**Quoted text:**
[start]
# driving to hamm



## emma_fyfe (Jan 8, 2006)

who here has driven to hamm themselves? If you have, could you please either post here or PM me what sort of things you needed to organise(ferry, routes, hotels and other expenses etc) as im thinking of driving there in december. 

Thought about going on the coach again, but i'd rather be in control of where my animals are stored and i found it hurt my back in those seats (horse riding accident!) so i'd rather go in a spacious car, with a few other people and share the driving and costs between us.

so yeah, whos done it? would you do it again? How would you do it? 

all comments welcome:2thumb:

Emma x


----------



## cooljules (May 20, 2008)

emma_fyfe said:


> who here has driven to hamm themselves? If you have, could you please either post here or PM me what sort of things you needed to organise(ferry, routes, hotels and other expenses etc) as im thinking of driving there in december.
> 
> Thought about going on the coach again, but i'd rather be in control of where my animals are stored and i found it hurt my back in those seats (horse riding accident!) so i'd rather go in a spacious car, with a few other people and share the driving and costs between us.
> 
> ...


easy, book the ferry and drive..just look at a autoroute for time etc for travel. i have driven god knows how many times and its easy


----------



## emma_fyfe (Jan 8, 2006)

didnt think it was that easy, will deff be doing it then! Need a bigger car for it though, i only have a 2 seater and the boyfriends one drinks so much fuel!


----------



## ditta (Sep 18, 2006)

http://www.reptileforums.co.uk/reptile-shows-breeder-meetings/184204-hamm-experience.html

jake and dave have just done it:flrt:


----------



## Elisha Metcalf (Sep 12, 2008)
[end]
**Aim a:** In the thread about driving to Hamm, what kind of car does emma_fyfe say she currently owns?
The thread above and the records that come next are unrelated material.

(Image box annotation records)
[start]
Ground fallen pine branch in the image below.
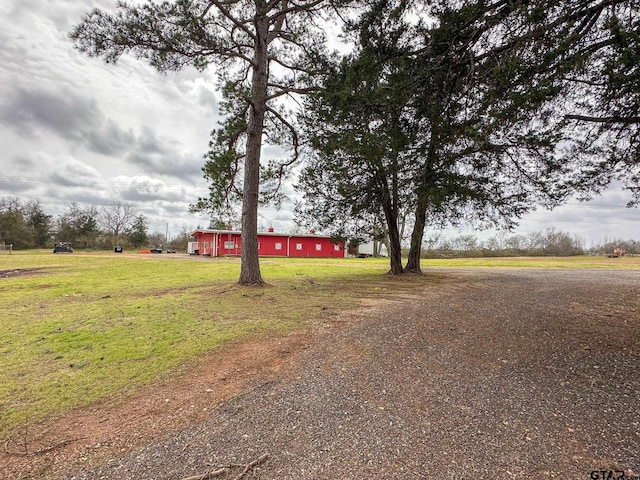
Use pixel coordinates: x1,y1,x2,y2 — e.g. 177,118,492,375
182,467,227,480
4,437,87,457
182,453,269,480
236,453,269,480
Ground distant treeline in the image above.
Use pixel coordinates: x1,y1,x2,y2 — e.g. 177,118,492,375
412,228,640,258
0,197,190,252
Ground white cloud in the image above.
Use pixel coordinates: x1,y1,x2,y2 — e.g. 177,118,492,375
0,0,640,246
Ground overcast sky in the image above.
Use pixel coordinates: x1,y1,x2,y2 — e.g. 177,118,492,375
0,0,640,246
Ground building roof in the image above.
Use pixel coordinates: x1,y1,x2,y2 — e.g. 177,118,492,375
191,228,333,239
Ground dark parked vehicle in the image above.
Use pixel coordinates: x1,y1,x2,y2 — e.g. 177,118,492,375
53,242,73,253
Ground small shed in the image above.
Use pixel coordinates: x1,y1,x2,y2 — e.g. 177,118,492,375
191,228,345,258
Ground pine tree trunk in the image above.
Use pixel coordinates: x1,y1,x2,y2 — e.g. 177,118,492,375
382,200,404,275
238,18,269,285
404,195,428,273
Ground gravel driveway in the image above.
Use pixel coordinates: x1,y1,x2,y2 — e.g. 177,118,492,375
46,269,640,480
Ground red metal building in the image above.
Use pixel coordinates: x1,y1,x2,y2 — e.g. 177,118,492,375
191,228,345,258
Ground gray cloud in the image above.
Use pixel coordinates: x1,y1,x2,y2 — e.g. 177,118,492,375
0,87,136,155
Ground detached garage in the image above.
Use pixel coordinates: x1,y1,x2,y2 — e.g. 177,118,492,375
191,228,345,258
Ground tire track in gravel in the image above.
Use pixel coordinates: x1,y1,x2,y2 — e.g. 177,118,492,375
30,269,640,480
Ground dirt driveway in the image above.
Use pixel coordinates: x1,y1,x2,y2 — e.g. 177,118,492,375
5,269,640,480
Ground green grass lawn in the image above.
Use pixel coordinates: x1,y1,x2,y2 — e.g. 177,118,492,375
0,250,640,439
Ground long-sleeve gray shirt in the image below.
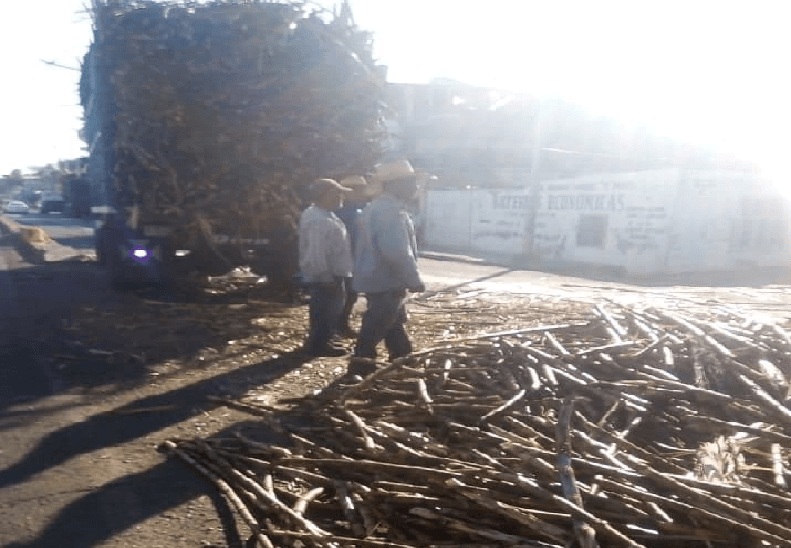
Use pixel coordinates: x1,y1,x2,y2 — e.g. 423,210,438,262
352,194,422,293
299,205,354,282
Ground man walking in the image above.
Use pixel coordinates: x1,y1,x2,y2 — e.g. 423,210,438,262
335,177,369,337
349,160,426,375
299,179,354,357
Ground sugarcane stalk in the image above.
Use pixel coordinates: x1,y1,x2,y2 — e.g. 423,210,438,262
162,440,274,548
555,398,596,548
772,443,788,489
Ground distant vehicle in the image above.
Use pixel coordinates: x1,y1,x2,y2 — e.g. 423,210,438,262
41,196,66,213
63,175,91,219
3,200,30,213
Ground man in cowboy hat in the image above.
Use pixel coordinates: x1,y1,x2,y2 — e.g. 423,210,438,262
349,160,426,375
335,176,370,337
299,179,354,357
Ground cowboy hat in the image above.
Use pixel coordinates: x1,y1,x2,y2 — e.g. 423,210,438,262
311,179,352,196
368,160,421,194
341,175,367,189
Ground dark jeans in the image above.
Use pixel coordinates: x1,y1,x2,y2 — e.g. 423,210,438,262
305,278,345,350
354,291,412,360
338,278,364,333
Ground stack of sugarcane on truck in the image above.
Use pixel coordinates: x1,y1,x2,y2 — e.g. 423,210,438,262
80,0,387,288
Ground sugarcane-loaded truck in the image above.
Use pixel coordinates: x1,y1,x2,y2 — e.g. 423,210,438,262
80,0,386,287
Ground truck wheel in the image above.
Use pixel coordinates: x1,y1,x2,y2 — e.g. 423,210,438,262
95,227,107,266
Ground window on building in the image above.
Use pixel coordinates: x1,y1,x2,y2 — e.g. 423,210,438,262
577,215,607,247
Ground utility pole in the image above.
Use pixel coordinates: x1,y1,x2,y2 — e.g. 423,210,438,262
522,97,544,264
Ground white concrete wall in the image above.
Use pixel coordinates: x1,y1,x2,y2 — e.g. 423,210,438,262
426,169,791,274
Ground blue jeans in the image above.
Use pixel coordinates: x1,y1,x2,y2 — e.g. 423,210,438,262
354,291,412,360
305,278,346,350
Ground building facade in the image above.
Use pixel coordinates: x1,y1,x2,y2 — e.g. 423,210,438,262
422,168,791,275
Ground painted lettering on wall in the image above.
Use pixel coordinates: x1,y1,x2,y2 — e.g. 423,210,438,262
492,195,530,209
548,194,626,211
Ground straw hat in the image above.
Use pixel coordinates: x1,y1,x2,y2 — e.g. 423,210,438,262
311,179,352,196
368,160,421,194
341,175,368,189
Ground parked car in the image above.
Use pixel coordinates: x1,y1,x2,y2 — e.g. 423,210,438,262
41,196,66,213
3,200,30,213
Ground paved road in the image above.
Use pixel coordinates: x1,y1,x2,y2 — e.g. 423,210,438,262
8,213,96,250
0,215,791,548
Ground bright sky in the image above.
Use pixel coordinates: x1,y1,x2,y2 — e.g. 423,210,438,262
0,0,791,182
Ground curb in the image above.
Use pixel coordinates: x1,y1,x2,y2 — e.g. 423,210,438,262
0,215,93,264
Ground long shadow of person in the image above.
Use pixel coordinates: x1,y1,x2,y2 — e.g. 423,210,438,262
2,423,282,548
0,353,306,488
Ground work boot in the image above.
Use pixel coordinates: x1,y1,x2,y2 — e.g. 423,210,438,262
347,356,376,377
338,325,357,339
301,343,348,358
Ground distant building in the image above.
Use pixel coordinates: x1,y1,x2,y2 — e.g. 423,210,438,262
423,168,791,275
388,79,756,188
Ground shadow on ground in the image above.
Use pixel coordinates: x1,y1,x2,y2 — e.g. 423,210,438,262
0,261,304,410
0,354,306,488
0,364,360,548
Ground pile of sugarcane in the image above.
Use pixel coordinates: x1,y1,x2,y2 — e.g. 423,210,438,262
81,0,385,244
166,304,791,547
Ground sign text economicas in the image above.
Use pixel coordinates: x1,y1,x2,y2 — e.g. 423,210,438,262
548,194,625,211
492,195,530,209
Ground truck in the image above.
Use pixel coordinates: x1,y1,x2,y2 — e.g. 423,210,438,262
80,0,386,288
61,175,91,219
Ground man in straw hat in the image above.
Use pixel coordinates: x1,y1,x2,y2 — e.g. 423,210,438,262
335,176,370,337
349,156,426,375
299,179,354,357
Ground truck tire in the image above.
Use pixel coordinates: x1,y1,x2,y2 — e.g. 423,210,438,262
95,227,107,266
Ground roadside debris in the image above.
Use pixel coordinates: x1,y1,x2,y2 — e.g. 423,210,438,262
166,304,791,546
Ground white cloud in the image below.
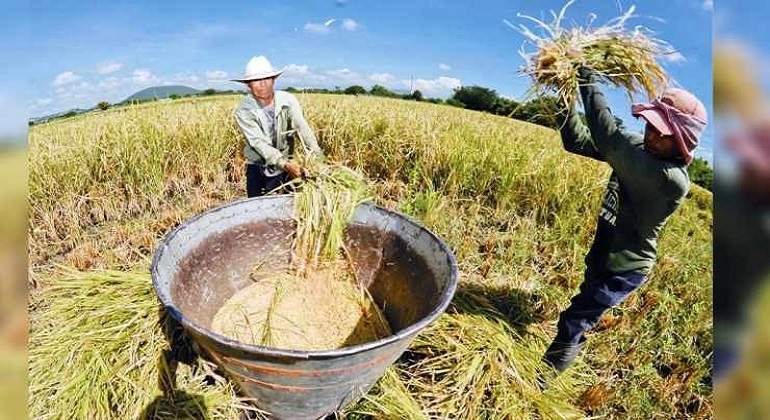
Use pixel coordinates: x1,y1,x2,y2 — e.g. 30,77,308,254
96,61,123,74
164,73,200,85
326,68,359,79
661,51,687,63
53,71,80,86
132,69,158,85
99,76,126,89
342,18,361,31
401,76,462,97
305,22,331,34
283,64,310,76
206,70,227,80
369,73,396,85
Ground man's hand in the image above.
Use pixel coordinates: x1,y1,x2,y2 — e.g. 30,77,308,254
283,162,302,178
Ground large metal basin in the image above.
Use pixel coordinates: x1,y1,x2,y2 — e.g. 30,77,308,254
152,195,457,419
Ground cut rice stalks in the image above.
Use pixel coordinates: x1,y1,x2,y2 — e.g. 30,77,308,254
504,0,676,106
292,162,371,275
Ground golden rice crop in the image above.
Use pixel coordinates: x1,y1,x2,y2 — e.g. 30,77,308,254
29,95,712,419
506,0,674,105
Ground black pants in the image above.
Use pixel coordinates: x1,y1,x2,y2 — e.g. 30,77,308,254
246,164,289,197
554,273,647,345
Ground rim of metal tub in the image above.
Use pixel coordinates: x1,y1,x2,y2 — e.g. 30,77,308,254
[end]
**Aim b:** In the records, change "Use pixel coordinates" to "Give pixel coordinates" in everything from the line containing "Ground sign text" down to the end of the records, leaving all else as it is. Return only those lines, and leave the pictures out.

**Full output a:** A 2-seater.

**Full output b:**
Ground sign text economicas in the image above.
Give pixel coordinates: x1,y1,x2,y2 — e.g. 423,210,438,262
548,194,625,211
492,195,530,209
Ground truck in the image above.
Give pixel coordinates: x1,y1,x2,y2 — e.g. 423,210,438,262
80,0,386,288
61,175,91,219
Ground man in straw hat in the image above.
Give pixel coordinates: x1,y1,x2,y2 — e.g. 423,210,438,262
335,176,370,337
349,156,426,375
299,179,354,357
Ground truck tire in the image above.
Give pixel coordinates: x1,y1,x2,y2 — e.g. 423,210,438,262
95,227,107,266
Ground roadside debris in the image above.
Give pixel coordinates: x1,y1,x2,y2 — e.g. 423,210,438,262
166,304,791,546
Ground white cloud in the image below.
Give pixel coordinates: x1,y1,x2,y2 — e.g. 30,77,308,254
96,61,123,74
164,73,200,85
326,68,359,79
661,51,687,63
53,71,80,86
132,69,158,85
99,76,126,89
342,18,361,31
401,76,462,97
305,22,331,34
283,64,310,76
206,70,227,80
369,73,396,85
Ground man's hand in the image above.
Give pixel coordinates: x1,y1,x2,y2 — e.g. 30,77,308,254
283,162,302,178
Ground large metal basin in the image above.
Give pixel coordinates: x1,y1,x2,y2 — e.g. 30,77,308,254
152,195,457,419
Ground cut rice stalks in the image above.
Give pixel coordinates: x1,y1,x2,y2 — e.g. 30,77,308,254
504,0,676,106
292,162,371,275
Ground golden rice crop in the image above.
Give pixel coordinates: x1,y1,x2,y2 — e.g. 30,77,308,254
29,95,712,419
506,0,674,105
Ground black pants in the image above.
Give pixel coordinates: x1,y1,x2,y2 — e.g. 30,77,308,254
246,164,289,197
554,273,647,345
Ground rim of metal tub in the image above.
Give pixel coordinates: x1,y1,x2,y2 — e.g. 30,77,308,254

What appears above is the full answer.